Exercise objective:
Nothing before the line containing "the woman's face?" belongs in the answer; quote that line and all lines after it through the end of the material, word for word.

Entries supplied:
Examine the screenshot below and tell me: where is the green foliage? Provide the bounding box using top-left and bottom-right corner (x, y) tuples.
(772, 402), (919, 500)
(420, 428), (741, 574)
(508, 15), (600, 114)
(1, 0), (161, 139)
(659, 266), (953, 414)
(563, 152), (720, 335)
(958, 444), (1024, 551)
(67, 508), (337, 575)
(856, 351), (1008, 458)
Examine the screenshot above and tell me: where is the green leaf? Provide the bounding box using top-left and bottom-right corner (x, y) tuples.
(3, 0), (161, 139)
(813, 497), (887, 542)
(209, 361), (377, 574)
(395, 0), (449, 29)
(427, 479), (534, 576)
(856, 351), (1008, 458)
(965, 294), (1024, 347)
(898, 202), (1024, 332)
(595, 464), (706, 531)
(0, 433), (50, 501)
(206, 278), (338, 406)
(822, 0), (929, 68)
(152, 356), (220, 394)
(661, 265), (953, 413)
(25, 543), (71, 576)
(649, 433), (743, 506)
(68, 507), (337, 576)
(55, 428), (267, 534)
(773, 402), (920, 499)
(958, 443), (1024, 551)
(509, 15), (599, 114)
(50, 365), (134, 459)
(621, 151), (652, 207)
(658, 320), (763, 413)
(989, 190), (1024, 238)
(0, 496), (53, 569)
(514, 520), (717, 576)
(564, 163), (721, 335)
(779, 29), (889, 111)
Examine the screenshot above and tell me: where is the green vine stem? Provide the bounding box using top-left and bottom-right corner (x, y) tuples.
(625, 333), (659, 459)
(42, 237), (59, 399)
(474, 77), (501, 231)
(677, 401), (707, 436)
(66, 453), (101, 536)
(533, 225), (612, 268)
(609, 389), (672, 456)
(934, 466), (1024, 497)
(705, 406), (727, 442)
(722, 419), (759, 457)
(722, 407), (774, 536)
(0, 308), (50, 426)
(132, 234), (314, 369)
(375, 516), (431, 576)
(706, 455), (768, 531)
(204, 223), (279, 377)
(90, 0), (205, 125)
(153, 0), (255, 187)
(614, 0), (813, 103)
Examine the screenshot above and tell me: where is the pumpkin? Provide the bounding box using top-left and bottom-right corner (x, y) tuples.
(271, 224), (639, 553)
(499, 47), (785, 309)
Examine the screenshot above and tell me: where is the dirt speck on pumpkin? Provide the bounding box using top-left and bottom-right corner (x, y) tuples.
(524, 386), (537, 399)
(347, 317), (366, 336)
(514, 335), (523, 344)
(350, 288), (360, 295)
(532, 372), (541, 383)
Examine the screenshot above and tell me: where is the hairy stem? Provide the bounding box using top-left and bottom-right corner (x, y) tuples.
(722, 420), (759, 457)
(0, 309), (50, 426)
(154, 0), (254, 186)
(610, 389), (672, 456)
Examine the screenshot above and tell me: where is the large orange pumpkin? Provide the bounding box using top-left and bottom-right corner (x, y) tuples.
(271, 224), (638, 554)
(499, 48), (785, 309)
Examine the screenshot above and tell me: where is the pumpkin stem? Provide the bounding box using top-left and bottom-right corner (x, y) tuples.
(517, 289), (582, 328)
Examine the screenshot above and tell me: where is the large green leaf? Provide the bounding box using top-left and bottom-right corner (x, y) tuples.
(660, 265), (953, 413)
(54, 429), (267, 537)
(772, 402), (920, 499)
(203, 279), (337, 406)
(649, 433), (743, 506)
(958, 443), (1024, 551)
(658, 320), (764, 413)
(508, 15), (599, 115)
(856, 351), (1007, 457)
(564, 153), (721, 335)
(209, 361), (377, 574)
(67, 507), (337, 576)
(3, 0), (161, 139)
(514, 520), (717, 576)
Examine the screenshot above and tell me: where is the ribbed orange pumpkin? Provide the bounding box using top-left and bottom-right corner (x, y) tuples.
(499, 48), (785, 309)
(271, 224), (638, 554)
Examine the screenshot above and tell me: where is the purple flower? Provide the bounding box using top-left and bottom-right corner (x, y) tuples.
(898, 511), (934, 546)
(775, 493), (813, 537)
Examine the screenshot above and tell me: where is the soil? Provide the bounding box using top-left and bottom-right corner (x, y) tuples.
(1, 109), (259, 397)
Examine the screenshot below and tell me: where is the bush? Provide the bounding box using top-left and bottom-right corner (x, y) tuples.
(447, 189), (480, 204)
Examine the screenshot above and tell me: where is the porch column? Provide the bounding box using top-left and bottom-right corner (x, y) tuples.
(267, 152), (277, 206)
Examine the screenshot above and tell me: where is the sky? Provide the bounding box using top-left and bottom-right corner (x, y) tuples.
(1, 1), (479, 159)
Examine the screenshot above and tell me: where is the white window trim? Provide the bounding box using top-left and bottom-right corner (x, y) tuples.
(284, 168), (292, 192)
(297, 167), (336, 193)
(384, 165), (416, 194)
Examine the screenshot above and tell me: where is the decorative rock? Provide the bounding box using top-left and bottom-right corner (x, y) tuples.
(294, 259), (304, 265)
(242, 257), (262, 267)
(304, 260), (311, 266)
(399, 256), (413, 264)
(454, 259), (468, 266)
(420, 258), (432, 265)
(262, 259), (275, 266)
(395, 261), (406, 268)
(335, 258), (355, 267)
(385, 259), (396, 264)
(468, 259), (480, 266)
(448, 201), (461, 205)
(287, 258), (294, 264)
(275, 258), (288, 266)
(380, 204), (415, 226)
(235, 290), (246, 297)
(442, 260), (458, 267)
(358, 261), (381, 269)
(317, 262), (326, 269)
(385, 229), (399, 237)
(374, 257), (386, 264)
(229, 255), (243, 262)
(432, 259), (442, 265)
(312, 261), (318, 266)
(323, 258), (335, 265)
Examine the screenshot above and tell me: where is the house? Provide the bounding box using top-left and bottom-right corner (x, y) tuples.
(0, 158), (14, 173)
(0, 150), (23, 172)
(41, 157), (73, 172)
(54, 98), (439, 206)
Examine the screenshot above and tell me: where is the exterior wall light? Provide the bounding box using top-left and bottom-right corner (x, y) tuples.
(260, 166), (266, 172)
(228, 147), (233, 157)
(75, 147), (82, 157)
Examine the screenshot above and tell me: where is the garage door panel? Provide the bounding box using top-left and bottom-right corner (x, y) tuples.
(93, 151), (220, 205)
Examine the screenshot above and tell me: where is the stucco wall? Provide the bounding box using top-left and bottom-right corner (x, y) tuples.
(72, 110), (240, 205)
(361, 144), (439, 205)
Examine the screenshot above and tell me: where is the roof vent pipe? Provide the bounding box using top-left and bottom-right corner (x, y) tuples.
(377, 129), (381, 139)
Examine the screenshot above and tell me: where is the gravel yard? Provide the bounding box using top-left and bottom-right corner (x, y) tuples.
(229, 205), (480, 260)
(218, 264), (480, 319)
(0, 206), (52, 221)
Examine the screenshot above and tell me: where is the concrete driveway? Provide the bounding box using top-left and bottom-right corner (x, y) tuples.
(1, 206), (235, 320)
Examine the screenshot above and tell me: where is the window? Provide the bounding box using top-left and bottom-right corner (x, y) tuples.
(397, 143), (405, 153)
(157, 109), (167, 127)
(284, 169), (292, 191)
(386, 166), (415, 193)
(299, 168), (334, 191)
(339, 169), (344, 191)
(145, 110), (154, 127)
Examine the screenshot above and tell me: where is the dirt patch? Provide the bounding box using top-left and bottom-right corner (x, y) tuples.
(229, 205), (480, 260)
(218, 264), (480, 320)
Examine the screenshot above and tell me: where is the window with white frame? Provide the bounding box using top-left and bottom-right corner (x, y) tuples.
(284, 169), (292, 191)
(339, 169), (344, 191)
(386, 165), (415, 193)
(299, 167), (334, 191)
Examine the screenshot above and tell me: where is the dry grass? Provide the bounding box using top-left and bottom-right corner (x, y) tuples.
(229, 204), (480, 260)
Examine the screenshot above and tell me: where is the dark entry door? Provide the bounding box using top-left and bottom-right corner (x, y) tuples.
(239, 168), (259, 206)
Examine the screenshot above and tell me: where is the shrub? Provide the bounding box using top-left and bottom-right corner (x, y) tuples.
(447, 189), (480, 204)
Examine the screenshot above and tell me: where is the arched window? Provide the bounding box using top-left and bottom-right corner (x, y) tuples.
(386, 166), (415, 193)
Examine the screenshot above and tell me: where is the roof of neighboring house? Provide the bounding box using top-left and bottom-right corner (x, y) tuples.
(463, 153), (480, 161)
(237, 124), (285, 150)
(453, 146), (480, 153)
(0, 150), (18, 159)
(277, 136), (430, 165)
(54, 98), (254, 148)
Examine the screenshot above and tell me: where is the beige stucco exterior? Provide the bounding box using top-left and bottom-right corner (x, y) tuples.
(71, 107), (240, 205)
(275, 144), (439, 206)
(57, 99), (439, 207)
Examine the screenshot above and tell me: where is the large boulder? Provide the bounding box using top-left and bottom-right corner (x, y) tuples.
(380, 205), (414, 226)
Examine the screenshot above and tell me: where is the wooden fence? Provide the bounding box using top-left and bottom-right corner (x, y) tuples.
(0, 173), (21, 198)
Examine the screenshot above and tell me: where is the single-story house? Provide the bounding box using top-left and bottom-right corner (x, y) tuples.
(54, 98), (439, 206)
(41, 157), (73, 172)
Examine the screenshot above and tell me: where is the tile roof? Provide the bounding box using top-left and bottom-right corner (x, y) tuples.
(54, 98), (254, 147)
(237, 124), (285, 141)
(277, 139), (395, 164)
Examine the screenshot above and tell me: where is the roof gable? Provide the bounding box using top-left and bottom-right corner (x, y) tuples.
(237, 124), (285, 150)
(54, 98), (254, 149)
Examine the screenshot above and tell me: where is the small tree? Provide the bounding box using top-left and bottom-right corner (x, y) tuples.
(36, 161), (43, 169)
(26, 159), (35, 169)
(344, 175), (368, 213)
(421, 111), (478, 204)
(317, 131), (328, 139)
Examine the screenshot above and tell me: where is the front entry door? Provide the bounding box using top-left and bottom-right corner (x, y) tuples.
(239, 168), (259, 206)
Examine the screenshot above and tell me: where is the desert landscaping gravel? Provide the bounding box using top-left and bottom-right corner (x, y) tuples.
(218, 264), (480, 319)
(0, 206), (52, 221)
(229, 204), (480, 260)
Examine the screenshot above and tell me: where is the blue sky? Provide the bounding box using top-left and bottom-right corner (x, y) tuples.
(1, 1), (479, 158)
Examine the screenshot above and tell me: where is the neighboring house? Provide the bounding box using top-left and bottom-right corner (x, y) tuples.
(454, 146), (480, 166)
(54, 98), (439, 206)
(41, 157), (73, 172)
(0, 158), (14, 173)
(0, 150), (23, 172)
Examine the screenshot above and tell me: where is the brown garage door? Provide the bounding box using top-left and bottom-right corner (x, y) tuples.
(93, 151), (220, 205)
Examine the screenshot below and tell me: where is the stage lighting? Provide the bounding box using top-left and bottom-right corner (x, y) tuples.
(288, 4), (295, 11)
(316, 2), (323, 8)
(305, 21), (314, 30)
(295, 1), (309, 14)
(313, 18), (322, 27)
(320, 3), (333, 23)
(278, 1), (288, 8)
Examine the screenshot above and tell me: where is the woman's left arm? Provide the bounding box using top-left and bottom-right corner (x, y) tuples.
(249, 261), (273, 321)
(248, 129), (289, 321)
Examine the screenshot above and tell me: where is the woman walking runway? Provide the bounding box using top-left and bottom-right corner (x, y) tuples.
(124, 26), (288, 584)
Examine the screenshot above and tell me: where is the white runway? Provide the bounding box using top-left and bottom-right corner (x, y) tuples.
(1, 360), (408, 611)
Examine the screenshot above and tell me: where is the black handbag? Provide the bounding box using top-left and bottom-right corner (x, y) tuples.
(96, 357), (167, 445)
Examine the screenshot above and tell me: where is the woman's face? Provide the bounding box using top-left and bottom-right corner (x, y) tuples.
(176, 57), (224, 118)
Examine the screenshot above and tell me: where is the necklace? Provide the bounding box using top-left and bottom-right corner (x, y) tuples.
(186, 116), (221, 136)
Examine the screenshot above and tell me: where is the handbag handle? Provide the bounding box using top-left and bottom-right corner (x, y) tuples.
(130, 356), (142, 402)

The completed task:
Examine the screenshot above and tell me: where is the woman's face? Provide the bounding box using top-left and bottom-right corner (x, y) tuples.
(176, 57), (224, 118)
Examine the screenshot above and tell me: where is the necklace? Provide the bounding box using top-left and bottom-right corner (x, y) tuples.
(186, 116), (221, 136)
Examine the screenshot above and tell me: where is the handbag handle? Provide the bounding box using top-left and bottom-right corner (x, y) tuples.
(130, 356), (142, 402)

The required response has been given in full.